Start

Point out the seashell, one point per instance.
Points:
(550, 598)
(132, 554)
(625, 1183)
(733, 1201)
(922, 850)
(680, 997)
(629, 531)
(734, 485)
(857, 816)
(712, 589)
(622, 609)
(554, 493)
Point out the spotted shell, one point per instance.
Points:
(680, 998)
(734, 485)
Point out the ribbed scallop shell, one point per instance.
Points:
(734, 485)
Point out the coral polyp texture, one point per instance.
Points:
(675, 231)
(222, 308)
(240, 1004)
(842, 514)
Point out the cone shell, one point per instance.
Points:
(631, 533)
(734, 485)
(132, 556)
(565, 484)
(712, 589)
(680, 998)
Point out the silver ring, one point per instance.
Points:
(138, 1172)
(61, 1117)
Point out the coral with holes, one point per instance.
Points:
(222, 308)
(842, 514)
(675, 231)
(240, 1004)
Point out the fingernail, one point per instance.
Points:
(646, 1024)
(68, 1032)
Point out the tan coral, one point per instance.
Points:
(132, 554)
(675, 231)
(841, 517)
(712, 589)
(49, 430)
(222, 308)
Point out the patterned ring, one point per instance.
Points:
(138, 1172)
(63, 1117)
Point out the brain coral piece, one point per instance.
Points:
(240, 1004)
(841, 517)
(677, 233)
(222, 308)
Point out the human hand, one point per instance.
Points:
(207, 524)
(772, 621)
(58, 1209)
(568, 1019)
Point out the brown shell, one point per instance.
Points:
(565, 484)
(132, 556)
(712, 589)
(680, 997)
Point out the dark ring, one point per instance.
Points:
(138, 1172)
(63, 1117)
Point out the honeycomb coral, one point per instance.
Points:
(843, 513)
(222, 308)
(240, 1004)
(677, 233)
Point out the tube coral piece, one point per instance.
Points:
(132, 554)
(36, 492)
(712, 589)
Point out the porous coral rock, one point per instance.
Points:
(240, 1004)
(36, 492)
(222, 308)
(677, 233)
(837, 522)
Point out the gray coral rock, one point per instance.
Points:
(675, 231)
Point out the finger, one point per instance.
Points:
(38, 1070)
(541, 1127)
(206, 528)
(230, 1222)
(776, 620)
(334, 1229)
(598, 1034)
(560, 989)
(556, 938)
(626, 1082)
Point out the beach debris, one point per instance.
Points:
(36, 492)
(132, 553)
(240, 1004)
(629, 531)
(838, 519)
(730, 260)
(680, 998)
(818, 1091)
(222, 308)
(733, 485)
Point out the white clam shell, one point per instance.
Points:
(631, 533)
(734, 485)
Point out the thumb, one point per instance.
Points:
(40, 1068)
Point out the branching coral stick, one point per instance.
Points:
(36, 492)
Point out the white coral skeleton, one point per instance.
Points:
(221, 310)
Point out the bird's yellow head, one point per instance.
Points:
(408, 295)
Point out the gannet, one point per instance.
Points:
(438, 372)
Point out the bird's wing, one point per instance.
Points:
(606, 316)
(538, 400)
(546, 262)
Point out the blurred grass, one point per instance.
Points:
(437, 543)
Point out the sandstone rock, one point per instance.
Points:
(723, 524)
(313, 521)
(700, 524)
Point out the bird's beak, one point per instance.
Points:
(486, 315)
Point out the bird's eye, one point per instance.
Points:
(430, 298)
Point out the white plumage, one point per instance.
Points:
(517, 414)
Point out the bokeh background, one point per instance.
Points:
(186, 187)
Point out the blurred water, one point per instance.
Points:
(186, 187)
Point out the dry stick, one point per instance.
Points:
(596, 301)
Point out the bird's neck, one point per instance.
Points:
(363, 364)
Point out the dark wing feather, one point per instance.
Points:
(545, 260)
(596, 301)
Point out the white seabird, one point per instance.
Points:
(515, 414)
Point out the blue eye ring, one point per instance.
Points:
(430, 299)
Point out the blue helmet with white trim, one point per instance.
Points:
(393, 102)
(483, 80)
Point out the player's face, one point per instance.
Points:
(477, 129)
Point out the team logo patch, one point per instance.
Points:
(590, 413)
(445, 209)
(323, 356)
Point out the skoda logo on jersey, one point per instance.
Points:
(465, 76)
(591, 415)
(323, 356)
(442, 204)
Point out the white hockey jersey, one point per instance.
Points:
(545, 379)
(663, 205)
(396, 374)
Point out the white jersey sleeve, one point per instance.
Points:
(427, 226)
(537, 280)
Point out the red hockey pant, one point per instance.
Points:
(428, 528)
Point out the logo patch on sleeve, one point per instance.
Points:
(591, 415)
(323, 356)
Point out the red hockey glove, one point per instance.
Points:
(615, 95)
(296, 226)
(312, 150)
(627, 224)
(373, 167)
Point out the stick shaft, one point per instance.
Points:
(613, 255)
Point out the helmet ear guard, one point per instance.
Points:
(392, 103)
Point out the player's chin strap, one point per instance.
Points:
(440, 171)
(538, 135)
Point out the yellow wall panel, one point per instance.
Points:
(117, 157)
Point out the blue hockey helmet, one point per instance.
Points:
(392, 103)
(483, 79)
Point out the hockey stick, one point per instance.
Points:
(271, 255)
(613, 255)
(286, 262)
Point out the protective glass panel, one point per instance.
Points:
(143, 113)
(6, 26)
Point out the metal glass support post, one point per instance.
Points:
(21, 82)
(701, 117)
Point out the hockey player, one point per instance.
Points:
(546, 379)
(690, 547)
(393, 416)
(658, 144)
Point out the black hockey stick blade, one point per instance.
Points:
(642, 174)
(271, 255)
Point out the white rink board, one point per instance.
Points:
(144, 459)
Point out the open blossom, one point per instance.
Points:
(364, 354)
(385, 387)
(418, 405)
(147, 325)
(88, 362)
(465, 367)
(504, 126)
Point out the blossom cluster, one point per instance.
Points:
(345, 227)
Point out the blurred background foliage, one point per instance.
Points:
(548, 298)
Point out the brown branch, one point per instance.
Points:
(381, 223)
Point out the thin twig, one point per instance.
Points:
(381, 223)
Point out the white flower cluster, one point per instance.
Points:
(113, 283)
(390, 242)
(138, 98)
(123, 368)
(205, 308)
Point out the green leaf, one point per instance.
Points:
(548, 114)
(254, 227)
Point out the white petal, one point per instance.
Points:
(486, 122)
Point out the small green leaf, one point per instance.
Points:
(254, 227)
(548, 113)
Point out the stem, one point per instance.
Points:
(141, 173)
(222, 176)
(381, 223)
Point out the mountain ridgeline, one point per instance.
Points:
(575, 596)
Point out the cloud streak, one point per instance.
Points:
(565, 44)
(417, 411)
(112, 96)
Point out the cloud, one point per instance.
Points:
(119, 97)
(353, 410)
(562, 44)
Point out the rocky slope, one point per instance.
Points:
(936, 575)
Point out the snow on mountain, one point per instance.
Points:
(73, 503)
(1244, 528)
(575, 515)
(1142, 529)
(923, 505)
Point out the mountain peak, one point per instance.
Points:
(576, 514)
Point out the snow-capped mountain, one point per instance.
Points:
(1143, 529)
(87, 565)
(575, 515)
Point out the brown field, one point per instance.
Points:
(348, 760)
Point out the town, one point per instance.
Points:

End

# Objective
Quote all of the entries above verbatim, line by line, from the first to the last.

# Result
Point out the seashell, one point per instance.
Points:
(550, 598)
(132, 554)
(625, 1183)
(733, 1201)
(922, 850)
(680, 997)
(629, 531)
(734, 485)
(857, 816)
(712, 589)
(622, 609)
(554, 493)
Point out the spotted shell, one point per instance.
Points:
(680, 998)
(734, 485)
Point out the ribbed scallop shell, one point per instance.
Points:
(734, 485)
Point out the coral polyp texture, one point per instance.
Points:
(675, 231)
(222, 308)
(240, 1004)
(842, 514)
Point out the cone shell, one point per instance.
Points:
(631, 533)
(734, 485)
(132, 556)
(565, 484)
(712, 589)
(680, 998)
Point out the silver ring, one point per instance.
Points:
(138, 1172)
(61, 1117)
Point out the coral with holes, one point per instance.
Points:
(222, 308)
(842, 514)
(675, 231)
(240, 1004)
Point out the fingernail, one point per instance.
Points:
(646, 1024)
(68, 1032)
Point out the tan coral, one point per instance.
Points:
(132, 554)
(675, 231)
(841, 517)
(712, 589)
(49, 430)
(222, 308)
Point out the patterned ring, one point per instance.
Points:
(138, 1172)
(63, 1117)
Point out the brain coral piece, one point per instance.
Points:
(240, 1004)
(841, 517)
(677, 233)
(222, 308)
Point out the human hand, one point per instance.
Points:
(207, 524)
(772, 621)
(58, 1209)
(568, 1019)
Point out the brown shell, one point per instance.
Points:
(565, 484)
(132, 556)
(712, 589)
(680, 997)
Point out the dark ring, one point per instance.
Points:
(138, 1172)
(63, 1117)
Point out the honeycomb coral, one point per instance.
Points:
(843, 513)
(222, 308)
(240, 1004)
(677, 233)
Point out the tube coral piece, one point per instance.
Points:
(132, 554)
(36, 492)
(712, 589)
Point out the porous coral rock, one point per instance.
Points:
(240, 1004)
(36, 492)
(222, 308)
(677, 233)
(837, 522)
Point out the gray coral rock, one point per instance.
Points:
(675, 231)
Point out the finger, one point per instance.
Points:
(38, 1070)
(541, 1127)
(206, 528)
(230, 1222)
(776, 620)
(334, 1229)
(598, 1034)
(560, 989)
(556, 938)
(626, 1082)
Point out the beach debris, one point per instance.
Points:
(36, 492)
(132, 553)
(240, 1004)
(629, 531)
(838, 519)
(730, 260)
(680, 998)
(818, 1091)
(222, 308)
(733, 485)
Point out the white clam shell, one point per instance.
Points:
(631, 533)
(734, 485)
Point out the thumb, one point per instance.
Points:
(40, 1068)
Point out the branching coral stick, one point per instance.
Points:
(36, 492)
Point out the white coral skeleton, one point per instance.
Points:
(221, 310)
Point out the bird's yellow head, one point per instance.
Points:
(408, 295)
Point out the gannet, one point per instance.
Points:
(438, 372)
Point out the bird's wing, one point per instance.
Points:
(606, 316)
(538, 400)
(546, 262)
Point out the blurred grass, one point per instance.
Points:
(437, 543)
Point out the sandstone rock, one point per instance.
Points:
(723, 524)
(313, 521)
(700, 524)
Point out the bird's beak, one point per instance.
Points:
(486, 315)
Point out the bird's eye, one point per instance.
Points:
(430, 298)
Point out the white plumage, one point per instance.
Points:
(517, 414)
Point out the bokeh background, one point per instance.
Points:
(186, 187)
Point out the blurred water, one point per instance.
Points:
(186, 187)
Point out the dry stick, one point per instance.
Points:
(596, 301)
Point out the bird's neck, one point per instance.
Points:
(363, 364)
Point out the dark wing feather, one point per instance.
Points:
(545, 260)
(596, 301)
Point out the white seabird, one point per instance.
Points:
(515, 414)
Point out the blue eye ring, one point per instance.
Points:
(430, 299)
Point out the blue helmet with white trim, one point per instance.
Points:
(393, 102)
(483, 80)
Point out the player's face, one point per instance.
Points:
(477, 129)
Point out the team logo patch, one point per instance.
Points:
(590, 413)
(445, 209)
(323, 356)
Point out the skoda logo on jersey, one point per instance.
Points:
(465, 76)
(591, 415)
(323, 356)
(442, 204)
Point out the white hockey jersey, one point per instance.
Points:
(545, 379)
(663, 205)
(396, 374)
Point out the white jersey sleeve, one point per instance.
Points:
(427, 226)
(537, 280)
Point out the red hockey pant, one point per instance.
Points:
(428, 528)
Point out the logo patch on sleeve, one point per instance.
Points:
(591, 415)
(323, 356)
Point out the red hockey glove, one point per instance.
Points:
(615, 95)
(296, 226)
(312, 150)
(627, 224)
(373, 167)
Point out the stick shaft, one point per instance.
Points:
(613, 255)
Point out the helmet ear guard, one point per instance.
Points:
(392, 103)
Point out the player's chin strap, one point per instance.
Points:
(440, 171)
(538, 135)
Point out the yellow wall panel, one point per instance.
Points:
(117, 157)
Point out the blue hockey helmet, one point per instance.
Points:
(392, 103)
(483, 79)
Point out the hockey stick, one point per instance.
Points:
(271, 255)
(613, 255)
(286, 262)
Point out the protective glass panel, one point per instance.
Points:
(143, 113)
(6, 26)
Point out the metal glass support post, one point per instance.
Points:
(21, 82)
(701, 117)
Point out the hockey player, one point per instance.
Points:
(546, 379)
(690, 547)
(393, 416)
(658, 144)
Point out the black hockey stick blade, one point per instance.
Points:
(642, 174)
(271, 255)
Point out the white rink board, one point per instance.
Points:
(144, 459)
Point out the open blossom, one point per instance.
Points:
(364, 354)
(385, 387)
(418, 405)
(147, 325)
(88, 362)
(465, 367)
(504, 126)
Point out the blossom cluster, one point per instance.
Points:
(345, 227)
Point out the blurred background foliage, one point per instance.
Points:
(548, 298)
Point out the brown branch, one point per instance.
Points:
(381, 223)
Point out the thin twig, one point per instance.
Points:
(381, 223)
Point out the white flower cluster, one point per instance.
Points:
(113, 283)
(390, 242)
(138, 98)
(123, 368)
(205, 308)
Point out the green leaf, one point per instance.
Points:
(548, 114)
(254, 227)
Point out the white petal, one point per instance.
Points:
(486, 122)
Point out the small green leaf, one point per instance.
Points:
(254, 227)
(548, 113)
Point out the stem, one point per instance.
Points:
(141, 173)
(222, 176)
(381, 223)
Point out the mountain ridgeline, one point per instance.
Points:
(575, 596)
Point out the cloud streak, one point per instance.
Points:
(565, 44)
(417, 411)
(112, 96)
Point out the cloud, one point per instance.
Points:
(119, 97)
(353, 410)
(562, 44)
Point out the rocky slope, one point per instance.
Points:
(936, 575)
Point out the snow on mountain, one point per instance.
Points:
(73, 503)
(1244, 528)
(575, 515)
(1142, 529)
(923, 505)
Point out the mountain peak, one point per instance.
Points:
(576, 514)
Point out the snow-capped mountain, one point per instance.
Points:
(1143, 529)
(87, 565)
(575, 515)
Point out the brown field, one point per instance.
Points:
(348, 760)
Point out the town, one point per instance.
Points:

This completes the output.